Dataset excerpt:
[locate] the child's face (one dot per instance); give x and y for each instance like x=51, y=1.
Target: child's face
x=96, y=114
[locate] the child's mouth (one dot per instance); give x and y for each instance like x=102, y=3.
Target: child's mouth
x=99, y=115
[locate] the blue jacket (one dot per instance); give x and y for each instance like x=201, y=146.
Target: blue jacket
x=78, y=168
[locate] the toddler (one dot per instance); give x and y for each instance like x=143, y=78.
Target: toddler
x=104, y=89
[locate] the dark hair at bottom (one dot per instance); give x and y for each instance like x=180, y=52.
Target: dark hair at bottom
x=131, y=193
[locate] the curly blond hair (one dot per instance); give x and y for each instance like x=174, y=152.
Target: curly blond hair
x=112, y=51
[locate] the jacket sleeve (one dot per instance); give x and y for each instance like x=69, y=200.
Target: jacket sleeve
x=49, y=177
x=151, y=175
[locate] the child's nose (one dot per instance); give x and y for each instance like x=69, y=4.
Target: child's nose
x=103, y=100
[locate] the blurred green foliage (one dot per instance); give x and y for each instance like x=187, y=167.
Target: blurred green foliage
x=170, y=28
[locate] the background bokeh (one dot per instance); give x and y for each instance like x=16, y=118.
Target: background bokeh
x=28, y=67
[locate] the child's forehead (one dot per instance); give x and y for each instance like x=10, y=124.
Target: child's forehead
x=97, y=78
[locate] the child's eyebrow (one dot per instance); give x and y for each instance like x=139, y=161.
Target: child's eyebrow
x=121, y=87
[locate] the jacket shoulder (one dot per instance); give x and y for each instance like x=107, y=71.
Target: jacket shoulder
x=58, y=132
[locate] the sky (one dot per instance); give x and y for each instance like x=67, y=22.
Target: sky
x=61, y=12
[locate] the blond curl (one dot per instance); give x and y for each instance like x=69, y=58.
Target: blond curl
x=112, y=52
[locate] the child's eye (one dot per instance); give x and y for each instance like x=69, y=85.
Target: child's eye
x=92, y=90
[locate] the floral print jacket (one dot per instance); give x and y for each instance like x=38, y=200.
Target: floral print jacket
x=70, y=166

-- Instructions to follow --
Repeat all of the entries exactly.

-- Result for this task --
[locate] the child's face (one dot per instance); give x and y for each instance like x=51, y=1.
Target: child's face
x=96, y=114
[locate] the child's mouth (one dot per instance); give x and y for each instance like x=102, y=3.
Target: child's mouth
x=99, y=115
[locate] the blue jacket (one dot per instance); give x and y for each instance like x=201, y=146.
Target: blue jacket
x=78, y=168
[locate] the toddler (one dot per instance); give x and y for each instance like x=143, y=78.
Target: toddler
x=104, y=89
[locate] the dark hair at bottom (one dot per instance); give x and y for each instance like x=180, y=52.
Target: dark hair at bottom
x=131, y=193
[locate] the curly blond hair (one dot per instance); give x and y for each instance like x=174, y=152.
Target: curly blond hair
x=112, y=51
[locate] the jacket sleeve (one dot per instance); give x and y for each instance like x=69, y=200.
Target: jacket sleeve
x=49, y=177
x=151, y=175
[locate] the child's nose (one dot per instance); give x and y for each instance like x=69, y=4.
Target: child's nose
x=103, y=100
[locate] the blurred green foliage (one dot per instance); give x and y for each instance like x=187, y=167.
Target: blurred green foliage
x=170, y=28
[locate] the background bokeh (one dot per instance); give x and y for each instance like x=16, y=118.
Target: background bokeh
x=28, y=67
[locate] the child's forehead (one dot per instance); give x and y for each instance like x=10, y=124.
Target: child's forehead
x=97, y=78
[locate] the child's eyebrow (one dot per instance); give x and y for each instance like x=139, y=161.
Target: child's eyebrow
x=121, y=87
[locate] the jacket shoulder (one dot per instance); give x and y for each instance like x=107, y=71.
Target: jacket shoulder
x=58, y=132
[locate] the sky (one dot per instance); give x and y for each instance like x=67, y=22.
Target: sky
x=61, y=12
[locate] the blond curl (one dot per instance); give x and y for each instance like x=69, y=58.
Target: blond curl
x=112, y=52
[locate] the child's eye (one dot per instance); give x and y for each instance like x=69, y=85.
Target: child's eye
x=92, y=90
[locate] the floral print jacket (one dot per instance); give x and y for each instance like x=38, y=200.
Target: floral print jacket
x=70, y=166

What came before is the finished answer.